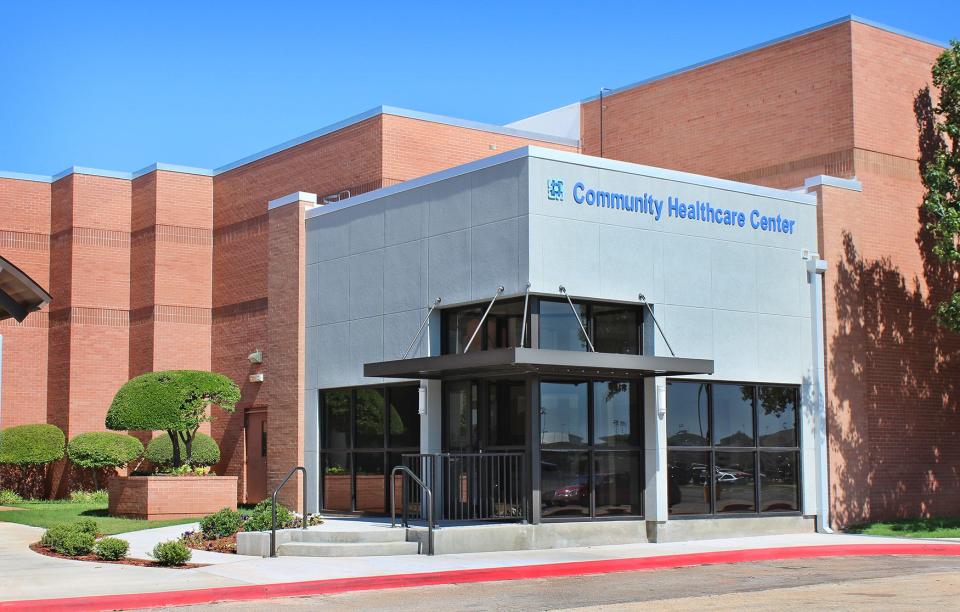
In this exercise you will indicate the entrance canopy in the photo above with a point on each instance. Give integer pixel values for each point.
(514, 361)
(19, 294)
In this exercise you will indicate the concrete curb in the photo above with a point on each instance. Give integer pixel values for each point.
(368, 583)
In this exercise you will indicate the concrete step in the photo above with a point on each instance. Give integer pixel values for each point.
(362, 549)
(349, 537)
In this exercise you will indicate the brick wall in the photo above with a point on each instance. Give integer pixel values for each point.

^^^^^^^^

Take the line containing "In this exercise you will indicate the concrete step" as the start and the last line of the data as the end, and reproduce that range exactly.

> [The completed task]:
In this exercise you will indicate the concrete step in the photo above with a point on each instance. Give integer pixel values for each point.
(362, 549)
(349, 537)
In this exercise you will indicate the brick wall in the photo above with a point on each instance. Give integer pixel values for each point.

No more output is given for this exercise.